═════ Data lines

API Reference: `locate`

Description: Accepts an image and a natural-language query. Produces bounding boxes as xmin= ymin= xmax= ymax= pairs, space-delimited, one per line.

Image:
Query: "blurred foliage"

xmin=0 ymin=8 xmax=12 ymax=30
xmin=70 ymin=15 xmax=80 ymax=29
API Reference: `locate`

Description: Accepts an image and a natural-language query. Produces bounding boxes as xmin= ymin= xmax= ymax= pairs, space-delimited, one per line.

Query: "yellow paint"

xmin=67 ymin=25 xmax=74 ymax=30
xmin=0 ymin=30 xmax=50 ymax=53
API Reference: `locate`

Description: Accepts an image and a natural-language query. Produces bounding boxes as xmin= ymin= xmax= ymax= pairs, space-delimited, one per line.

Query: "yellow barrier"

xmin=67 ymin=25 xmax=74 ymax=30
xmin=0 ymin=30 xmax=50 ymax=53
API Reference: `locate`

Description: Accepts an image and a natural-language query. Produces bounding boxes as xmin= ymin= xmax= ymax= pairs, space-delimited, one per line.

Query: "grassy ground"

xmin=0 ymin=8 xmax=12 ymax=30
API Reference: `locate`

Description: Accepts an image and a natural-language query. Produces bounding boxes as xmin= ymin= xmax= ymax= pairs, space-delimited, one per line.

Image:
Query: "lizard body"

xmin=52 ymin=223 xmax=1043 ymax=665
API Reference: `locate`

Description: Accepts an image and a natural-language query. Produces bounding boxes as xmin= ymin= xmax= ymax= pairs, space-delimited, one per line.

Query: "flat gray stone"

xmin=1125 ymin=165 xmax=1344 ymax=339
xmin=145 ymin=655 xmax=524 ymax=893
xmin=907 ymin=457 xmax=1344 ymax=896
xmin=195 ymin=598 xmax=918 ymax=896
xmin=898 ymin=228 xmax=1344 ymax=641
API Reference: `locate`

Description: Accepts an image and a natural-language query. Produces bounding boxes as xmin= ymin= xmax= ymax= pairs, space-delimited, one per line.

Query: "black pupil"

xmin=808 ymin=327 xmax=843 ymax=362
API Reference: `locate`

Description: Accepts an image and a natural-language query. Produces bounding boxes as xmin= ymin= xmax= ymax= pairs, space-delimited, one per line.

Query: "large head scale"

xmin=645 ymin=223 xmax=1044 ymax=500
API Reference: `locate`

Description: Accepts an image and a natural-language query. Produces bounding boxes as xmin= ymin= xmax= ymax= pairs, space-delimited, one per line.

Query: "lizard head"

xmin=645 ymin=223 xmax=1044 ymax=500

══════════

» Goal:
Reproduce the listing from its first line down through the line that contains "xmin=70 ymin=15 xmax=80 ymax=29", including both.

» Result for this exercise:
API Reference: `locate`

Description: Accepts an image and a natural-language query. Produces bounding boxes as xmin= ymin= xmax= ymax= pairs, space-delimited, one per line.

Image:
Query: "blurred foliage"

xmin=0 ymin=8 xmax=12 ymax=30
xmin=70 ymin=15 xmax=80 ymax=29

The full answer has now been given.